**PROBLEM STATEMENT:** In the list-days passage below, transcribe word for word the stretch starting at "I have to do" and ending at "neat metal stitches.".

**PASSAGE PROVIDED:**
▶

Some days I chase my tail. I cannot find the time to do it all. Such days are my list-days. That’s all I can do, write lists on odd scraps of paper and torn post-it notes: learn to play the piano, walk a marathon, read the instructions for my camera, paint the balustrade, re-listen to the programme about Charlotte Bronte’s letters and the new biography of her life, wash dressing gown, make soup, call bank.
I have to do the same here, on this page. Instructions. Write about: newspaper front pages, bearing witness to the pain of others, mass killings and the death of a lonely old man (not missed for two weeks until a neighbour pushed open the letter-box and smelt the decaying stink of him), the homeless boy sleeping outside Costa Coffee, Colin in Morrison’s, his long, gentle fingers pushing my apples into a bag I didn’t want, grumpiness towards my neighbour after a long journey, ‘do I look like a shopper?’, sharpness towards a waitress when she brings me food I don’t want and mendings, neat metal stitches.

◀

**ENTRIES SUPPLIED:**

▶

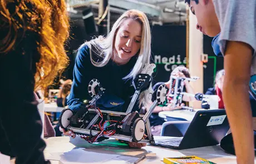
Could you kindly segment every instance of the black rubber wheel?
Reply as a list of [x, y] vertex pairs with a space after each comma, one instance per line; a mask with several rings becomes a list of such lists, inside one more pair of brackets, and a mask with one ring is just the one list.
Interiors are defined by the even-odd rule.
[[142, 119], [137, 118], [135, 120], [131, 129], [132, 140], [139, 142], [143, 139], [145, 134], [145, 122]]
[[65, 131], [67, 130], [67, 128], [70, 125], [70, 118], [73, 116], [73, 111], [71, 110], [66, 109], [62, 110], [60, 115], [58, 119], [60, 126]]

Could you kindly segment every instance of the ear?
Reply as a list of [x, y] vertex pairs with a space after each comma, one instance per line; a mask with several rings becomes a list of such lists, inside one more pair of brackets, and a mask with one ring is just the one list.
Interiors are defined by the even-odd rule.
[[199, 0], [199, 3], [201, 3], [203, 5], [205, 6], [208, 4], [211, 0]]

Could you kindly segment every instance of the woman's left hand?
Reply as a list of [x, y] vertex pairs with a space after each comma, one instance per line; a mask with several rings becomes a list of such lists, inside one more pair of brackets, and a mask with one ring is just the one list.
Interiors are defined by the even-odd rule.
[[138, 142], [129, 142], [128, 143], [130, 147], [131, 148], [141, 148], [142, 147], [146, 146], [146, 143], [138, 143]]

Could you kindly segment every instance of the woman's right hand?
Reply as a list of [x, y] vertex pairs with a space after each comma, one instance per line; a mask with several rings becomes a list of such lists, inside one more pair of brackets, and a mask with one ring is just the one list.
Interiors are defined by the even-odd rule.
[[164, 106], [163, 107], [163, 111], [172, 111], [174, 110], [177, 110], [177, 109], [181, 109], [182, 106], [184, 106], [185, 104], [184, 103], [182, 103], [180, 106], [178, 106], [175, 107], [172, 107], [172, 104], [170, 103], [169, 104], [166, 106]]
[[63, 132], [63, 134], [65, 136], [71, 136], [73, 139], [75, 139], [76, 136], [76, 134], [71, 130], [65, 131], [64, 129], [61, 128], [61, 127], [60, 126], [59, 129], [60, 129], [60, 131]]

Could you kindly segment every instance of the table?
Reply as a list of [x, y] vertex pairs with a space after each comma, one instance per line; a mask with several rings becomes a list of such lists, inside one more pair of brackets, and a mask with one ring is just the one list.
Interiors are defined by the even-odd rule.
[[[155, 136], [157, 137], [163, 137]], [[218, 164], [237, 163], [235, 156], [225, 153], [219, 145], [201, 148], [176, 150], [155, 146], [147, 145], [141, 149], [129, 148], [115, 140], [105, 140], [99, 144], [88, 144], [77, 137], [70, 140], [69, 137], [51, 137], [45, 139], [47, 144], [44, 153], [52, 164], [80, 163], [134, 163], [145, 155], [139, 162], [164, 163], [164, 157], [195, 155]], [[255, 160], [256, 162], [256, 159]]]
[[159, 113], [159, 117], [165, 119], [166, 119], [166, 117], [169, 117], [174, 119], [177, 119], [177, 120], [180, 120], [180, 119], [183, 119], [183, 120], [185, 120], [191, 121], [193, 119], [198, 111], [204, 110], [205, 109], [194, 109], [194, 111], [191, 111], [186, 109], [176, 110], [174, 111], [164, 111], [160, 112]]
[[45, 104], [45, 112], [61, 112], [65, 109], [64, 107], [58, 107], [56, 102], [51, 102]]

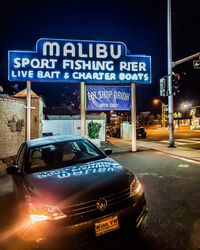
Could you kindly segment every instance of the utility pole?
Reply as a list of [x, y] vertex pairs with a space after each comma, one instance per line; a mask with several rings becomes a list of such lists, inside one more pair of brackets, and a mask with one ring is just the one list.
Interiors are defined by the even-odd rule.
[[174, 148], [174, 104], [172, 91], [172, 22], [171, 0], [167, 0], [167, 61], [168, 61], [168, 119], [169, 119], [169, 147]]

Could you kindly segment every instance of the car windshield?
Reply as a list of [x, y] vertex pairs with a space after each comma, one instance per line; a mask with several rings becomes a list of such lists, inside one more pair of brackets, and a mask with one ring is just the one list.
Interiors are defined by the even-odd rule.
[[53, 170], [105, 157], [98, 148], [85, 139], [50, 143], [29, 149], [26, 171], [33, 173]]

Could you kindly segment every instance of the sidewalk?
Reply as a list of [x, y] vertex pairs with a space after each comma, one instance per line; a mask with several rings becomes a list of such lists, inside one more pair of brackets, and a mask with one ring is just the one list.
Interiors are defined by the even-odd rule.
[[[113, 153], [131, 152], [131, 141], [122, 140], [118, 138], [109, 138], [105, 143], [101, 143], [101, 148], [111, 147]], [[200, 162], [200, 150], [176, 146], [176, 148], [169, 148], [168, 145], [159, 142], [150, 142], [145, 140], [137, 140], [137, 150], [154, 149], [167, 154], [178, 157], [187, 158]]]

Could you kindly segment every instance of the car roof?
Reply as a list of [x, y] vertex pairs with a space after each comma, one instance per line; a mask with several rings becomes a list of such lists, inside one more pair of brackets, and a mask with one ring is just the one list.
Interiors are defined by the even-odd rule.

◀
▶

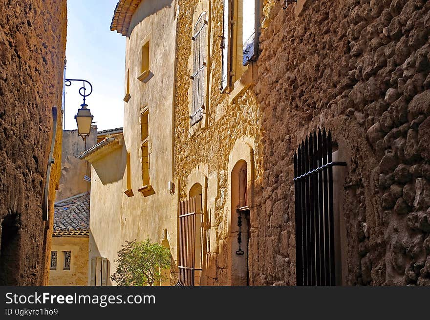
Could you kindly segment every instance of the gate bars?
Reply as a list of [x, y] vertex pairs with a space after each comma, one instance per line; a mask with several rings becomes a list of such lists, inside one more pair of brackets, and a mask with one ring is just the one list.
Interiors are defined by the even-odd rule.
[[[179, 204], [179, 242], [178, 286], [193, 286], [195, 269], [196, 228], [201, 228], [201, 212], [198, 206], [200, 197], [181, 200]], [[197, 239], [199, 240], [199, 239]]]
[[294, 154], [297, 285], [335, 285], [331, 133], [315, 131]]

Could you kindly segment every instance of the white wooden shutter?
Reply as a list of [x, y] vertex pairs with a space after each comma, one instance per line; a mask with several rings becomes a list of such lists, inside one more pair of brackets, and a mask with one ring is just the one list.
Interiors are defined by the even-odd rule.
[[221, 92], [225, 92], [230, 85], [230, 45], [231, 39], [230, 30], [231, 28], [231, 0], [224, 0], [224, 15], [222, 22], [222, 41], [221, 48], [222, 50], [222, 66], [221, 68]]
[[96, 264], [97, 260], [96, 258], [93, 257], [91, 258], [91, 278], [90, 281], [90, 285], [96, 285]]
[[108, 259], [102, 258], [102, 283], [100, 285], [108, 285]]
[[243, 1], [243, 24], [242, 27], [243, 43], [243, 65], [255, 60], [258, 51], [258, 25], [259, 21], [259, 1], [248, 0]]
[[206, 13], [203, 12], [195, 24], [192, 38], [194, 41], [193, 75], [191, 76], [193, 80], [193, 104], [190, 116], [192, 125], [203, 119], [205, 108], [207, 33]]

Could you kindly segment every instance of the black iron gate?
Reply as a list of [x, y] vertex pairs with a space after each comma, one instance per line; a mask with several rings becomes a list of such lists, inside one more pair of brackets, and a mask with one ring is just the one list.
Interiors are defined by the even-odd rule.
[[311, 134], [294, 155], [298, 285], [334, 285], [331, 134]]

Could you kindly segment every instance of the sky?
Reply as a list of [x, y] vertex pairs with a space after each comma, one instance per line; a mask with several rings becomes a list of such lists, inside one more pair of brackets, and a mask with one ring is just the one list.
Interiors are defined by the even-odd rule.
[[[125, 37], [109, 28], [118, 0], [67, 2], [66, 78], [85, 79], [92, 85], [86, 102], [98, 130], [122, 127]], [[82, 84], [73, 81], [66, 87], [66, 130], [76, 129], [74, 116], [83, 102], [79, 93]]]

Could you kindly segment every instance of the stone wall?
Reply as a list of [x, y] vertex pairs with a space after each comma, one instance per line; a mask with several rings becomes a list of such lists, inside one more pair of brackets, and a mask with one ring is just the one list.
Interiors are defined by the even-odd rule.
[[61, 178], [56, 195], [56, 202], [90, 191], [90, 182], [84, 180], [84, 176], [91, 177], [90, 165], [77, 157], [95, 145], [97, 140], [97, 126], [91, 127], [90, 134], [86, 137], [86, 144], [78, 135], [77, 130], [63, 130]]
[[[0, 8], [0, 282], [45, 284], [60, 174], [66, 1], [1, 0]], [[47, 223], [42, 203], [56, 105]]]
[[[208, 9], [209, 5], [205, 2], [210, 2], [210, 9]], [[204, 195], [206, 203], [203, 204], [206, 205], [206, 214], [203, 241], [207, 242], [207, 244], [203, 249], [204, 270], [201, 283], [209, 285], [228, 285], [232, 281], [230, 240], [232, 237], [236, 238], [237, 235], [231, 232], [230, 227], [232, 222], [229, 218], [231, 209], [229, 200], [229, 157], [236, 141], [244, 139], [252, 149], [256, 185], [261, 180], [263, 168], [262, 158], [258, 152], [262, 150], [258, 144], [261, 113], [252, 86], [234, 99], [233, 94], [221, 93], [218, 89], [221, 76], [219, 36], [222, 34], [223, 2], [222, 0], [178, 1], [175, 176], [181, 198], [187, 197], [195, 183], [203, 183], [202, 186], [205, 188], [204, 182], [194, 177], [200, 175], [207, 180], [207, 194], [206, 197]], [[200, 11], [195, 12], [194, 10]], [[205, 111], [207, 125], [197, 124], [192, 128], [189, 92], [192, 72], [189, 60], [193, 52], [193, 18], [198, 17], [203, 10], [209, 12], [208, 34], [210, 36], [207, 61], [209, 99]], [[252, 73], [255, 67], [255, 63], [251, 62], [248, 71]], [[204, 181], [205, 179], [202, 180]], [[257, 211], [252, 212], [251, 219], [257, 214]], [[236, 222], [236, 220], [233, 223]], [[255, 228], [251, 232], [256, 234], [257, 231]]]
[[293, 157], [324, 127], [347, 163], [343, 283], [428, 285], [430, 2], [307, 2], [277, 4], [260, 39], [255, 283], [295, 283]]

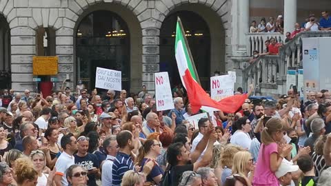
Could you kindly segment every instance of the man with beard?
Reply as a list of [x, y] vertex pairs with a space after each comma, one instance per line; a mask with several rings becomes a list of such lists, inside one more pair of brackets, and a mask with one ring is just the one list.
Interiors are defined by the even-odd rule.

◀

**RESULT OF THIS EXERCISE:**
I have to do the same here, on this page. Instructions. Write about: newspaper front pages, bearing witness to the pain of others, mass killings and the death of a lonely old man (not missed for two weeks until a neighbour pushed open the letter-box and smelt the decaying stink of him), the homeless boy sleeping outside Costa Coffee, Colin in Morrison’s, his long, gentle fingers pushing my apples into a bag I didn’t want, grumpiness towards my neighbour after a long journey, ‘do I look like a shopper?’, sharpness towards a waitress when she brings me food I don’t want and mendings, neat metal stitches.